**EXERCISE AIM**: With every mark kept, transcribe all of the records.

(AVAILABLE RECORDS begins)

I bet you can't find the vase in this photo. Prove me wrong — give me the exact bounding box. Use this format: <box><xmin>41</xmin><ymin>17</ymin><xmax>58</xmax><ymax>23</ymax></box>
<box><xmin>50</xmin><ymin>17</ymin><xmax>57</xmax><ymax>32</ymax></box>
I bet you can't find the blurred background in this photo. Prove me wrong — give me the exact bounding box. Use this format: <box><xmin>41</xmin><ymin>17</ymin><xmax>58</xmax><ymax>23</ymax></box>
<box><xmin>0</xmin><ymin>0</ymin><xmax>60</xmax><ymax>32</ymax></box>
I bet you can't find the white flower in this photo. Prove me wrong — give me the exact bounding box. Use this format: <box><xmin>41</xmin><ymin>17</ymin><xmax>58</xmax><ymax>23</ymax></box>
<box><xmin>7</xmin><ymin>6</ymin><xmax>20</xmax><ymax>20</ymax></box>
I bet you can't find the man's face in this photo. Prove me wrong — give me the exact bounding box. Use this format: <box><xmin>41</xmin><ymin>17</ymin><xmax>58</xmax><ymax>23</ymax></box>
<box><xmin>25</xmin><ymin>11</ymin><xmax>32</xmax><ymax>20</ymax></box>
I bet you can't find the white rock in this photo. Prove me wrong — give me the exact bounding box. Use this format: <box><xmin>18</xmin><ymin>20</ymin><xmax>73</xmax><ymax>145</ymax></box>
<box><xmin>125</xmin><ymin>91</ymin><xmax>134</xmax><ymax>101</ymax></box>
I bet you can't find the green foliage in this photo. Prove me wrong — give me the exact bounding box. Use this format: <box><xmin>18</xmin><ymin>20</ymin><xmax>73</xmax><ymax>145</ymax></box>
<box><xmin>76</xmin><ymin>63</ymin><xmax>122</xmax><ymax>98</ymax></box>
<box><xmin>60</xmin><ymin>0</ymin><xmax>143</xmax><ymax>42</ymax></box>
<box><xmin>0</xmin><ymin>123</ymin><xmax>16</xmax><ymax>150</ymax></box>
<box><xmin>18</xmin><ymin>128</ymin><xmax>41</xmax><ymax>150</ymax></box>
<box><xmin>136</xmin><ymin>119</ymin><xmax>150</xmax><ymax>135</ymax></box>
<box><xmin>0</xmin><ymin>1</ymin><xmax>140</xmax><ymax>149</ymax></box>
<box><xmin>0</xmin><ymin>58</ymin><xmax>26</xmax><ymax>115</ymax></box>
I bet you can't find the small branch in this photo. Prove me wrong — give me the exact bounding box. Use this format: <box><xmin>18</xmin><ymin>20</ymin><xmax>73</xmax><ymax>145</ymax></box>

(AVAILABLE RECORDS ends)

**TASK RESPONSE**:
I bet you can't find the vase in this photo. Prove me wrong — give me the exact bounding box. Use this format: <box><xmin>41</xmin><ymin>17</ymin><xmax>58</xmax><ymax>23</ymax></box>
<box><xmin>50</xmin><ymin>17</ymin><xmax>57</xmax><ymax>32</ymax></box>
I bet you can't find the blurred background in this photo. Prove me wrong — give me the exact bounding box. Use this format: <box><xmin>41</xmin><ymin>17</ymin><xmax>58</xmax><ymax>23</ymax></box>
<box><xmin>0</xmin><ymin>0</ymin><xmax>60</xmax><ymax>32</ymax></box>
I bet you can't find the white flower in this photo. Prove me wrong — give me the exact bounding box. Use this format: <box><xmin>41</xmin><ymin>17</ymin><xmax>58</xmax><ymax>23</ymax></box>
<box><xmin>7</xmin><ymin>6</ymin><xmax>20</xmax><ymax>20</ymax></box>
I bet you can't find the man's face in this photo. Prove me wrong — give me the exact bounding box. Use this format: <box><xmin>41</xmin><ymin>17</ymin><xmax>58</xmax><ymax>23</ymax></box>
<box><xmin>25</xmin><ymin>11</ymin><xmax>32</xmax><ymax>20</ymax></box>
I bet you can't find the white rock in this photo. Prove me wrong — give me the exact bounding box. Use this format: <box><xmin>18</xmin><ymin>20</ymin><xmax>73</xmax><ymax>145</ymax></box>
<box><xmin>125</xmin><ymin>91</ymin><xmax>134</xmax><ymax>101</ymax></box>
I bet you can't find the green foliage in this photo. Prove me wrong — give me the exact bounding box. Use this format: <box><xmin>18</xmin><ymin>20</ymin><xmax>73</xmax><ymax>145</ymax></box>
<box><xmin>76</xmin><ymin>63</ymin><xmax>122</xmax><ymax>98</ymax></box>
<box><xmin>60</xmin><ymin>0</ymin><xmax>143</xmax><ymax>42</ymax></box>
<box><xmin>0</xmin><ymin>123</ymin><xmax>16</xmax><ymax>150</ymax></box>
<box><xmin>18</xmin><ymin>128</ymin><xmax>41</xmax><ymax>150</ymax></box>
<box><xmin>136</xmin><ymin>119</ymin><xmax>150</xmax><ymax>135</ymax></box>
<box><xmin>0</xmin><ymin>1</ymin><xmax>140</xmax><ymax>149</ymax></box>
<box><xmin>0</xmin><ymin>58</ymin><xmax>26</xmax><ymax>115</ymax></box>
I bet you can't find the small branch in this photo. Prove me wrong — give me the exact bounding box. Use this format: <box><xmin>18</xmin><ymin>20</ymin><xmax>73</xmax><ymax>145</ymax></box>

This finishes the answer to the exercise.